**Work order:** The listing below is to be written out word for word, minus its images.

**Input data:**
---------------

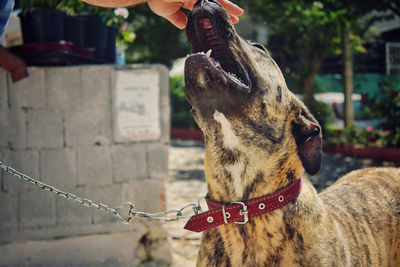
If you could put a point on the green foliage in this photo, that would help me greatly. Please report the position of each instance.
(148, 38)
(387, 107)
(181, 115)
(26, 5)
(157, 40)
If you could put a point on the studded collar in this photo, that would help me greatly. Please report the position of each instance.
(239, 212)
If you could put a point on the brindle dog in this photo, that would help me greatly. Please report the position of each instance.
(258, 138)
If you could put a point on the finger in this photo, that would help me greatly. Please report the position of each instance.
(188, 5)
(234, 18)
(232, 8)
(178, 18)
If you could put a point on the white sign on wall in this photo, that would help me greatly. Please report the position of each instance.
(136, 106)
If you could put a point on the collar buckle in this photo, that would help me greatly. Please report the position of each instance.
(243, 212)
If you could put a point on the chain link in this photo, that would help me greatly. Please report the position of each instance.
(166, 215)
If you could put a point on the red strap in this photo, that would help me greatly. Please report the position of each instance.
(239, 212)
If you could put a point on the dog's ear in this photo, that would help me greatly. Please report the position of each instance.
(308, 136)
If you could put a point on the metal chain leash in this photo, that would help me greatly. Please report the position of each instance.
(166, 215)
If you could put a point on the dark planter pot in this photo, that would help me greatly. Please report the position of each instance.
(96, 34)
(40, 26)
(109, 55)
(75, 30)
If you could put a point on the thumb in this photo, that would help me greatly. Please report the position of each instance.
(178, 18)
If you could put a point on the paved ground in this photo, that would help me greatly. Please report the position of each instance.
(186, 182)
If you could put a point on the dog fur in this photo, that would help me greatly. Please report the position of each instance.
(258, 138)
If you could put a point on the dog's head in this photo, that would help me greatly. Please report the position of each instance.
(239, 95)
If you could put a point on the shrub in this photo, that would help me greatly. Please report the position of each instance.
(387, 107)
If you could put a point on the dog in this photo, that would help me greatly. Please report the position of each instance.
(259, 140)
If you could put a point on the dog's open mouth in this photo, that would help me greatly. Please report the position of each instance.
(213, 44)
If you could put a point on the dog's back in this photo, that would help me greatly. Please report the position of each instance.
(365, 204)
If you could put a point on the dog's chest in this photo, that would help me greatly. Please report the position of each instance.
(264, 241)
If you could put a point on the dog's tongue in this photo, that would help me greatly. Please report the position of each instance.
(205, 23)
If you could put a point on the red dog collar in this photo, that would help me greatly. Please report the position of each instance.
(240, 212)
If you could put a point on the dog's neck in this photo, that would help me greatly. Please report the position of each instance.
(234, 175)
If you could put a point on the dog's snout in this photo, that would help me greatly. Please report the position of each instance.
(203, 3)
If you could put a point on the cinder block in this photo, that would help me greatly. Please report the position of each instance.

---------------

**Answer to this task:**
If you could put a point on the green foliage in this photo, that would help me greatly. Please report the position of each instance.
(148, 38)
(387, 107)
(181, 115)
(26, 5)
(157, 40)
If you could put a point on the studded collar in this photo, that would help me greatly. Please report the position of each instance.
(239, 212)
If you could put a point on the brindle dog in this photo, that would help me greatly. Please report the position of each instance.
(258, 138)
If you could put a point on the finger in this photo, that would help me greatly. Please report the position of each instance.
(188, 5)
(234, 18)
(232, 8)
(178, 18)
If you could put a point on the white sign on wall in this photo, that would help me greatly. Please report the position of each instance.
(136, 106)
If you could put a point on the collar buckle in this photo, that would help me greatly. Please report the position of each instance.
(243, 212)
If you could put a point on the chain link in this photo, that would help me greatly. Please report the position of each instance.
(166, 215)
If you could put a point on the red strap in this photo, that would help me greatly. Please report the position of each instance.
(239, 212)
If you could put a point on the dog's ear in this photo, that would help me greatly. Please report the position of each instance.
(308, 136)
If you could put a point on the metal chain leash in this photo, that would help me greatly. Please report the position of each instance.
(166, 215)
If you could put a point on the dark planter pot in this photo, that would help me greatly. Please report the position of each instance.
(96, 34)
(40, 26)
(109, 55)
(75, 30)
If you could put a point on the thumb in this photo, that would help me greatly. Please report the position of each instance.
(178, 18)
If you could put a point on the paved ground in this photo, that would help me greatly. Please report the position of each instance.
(186, 182)
If you could put a point on the dog fur in this photo, that would help me greatly. Please report the position of each instance.
(258, 138)
If you could put a point on the dog's head in this photo, that would help me greatly. Please report the position of each instance.
(239, 95)
If you could put a point on the shrub in this photo, that would help me greatly. Please report the position of each instance.
(387, 107)
If you could put a point on the dog in this photo, that would help me greatly. Please report the position of each instance.
(259, 140)
If you could put a point on the dog's open mouth in this photo, that would help me greatly. Please report the position of each instance.
(213, 44)
If you could put a point on the dog's back in this photo, that would help me greatly. Please report the position of each instance.
(365, 204)
If you could put a point on the dog's chest in this photo, that would help me greatly. Please report the position of each instance.
(264, 241)
If you could put a point on the dog's tongue in this photo, that would help me greatly. Please report the position of each instance.
(205, 23)
If you could put a point on the red dog collar in this photo, that would help me greatly. Please report the position of each instance.
(240, 212)
If you could put a point on the dog's neck in this photo, that would help me greatly. Please report the position of each instance.
(234, 175)
If you could put a point on the dog's snout in this photo, that would help me greatly. Please report the position of each instance.
(203, 3)
If you could put a point on the cinder block in this photo, that would help me greatly. Please report the position of each instance.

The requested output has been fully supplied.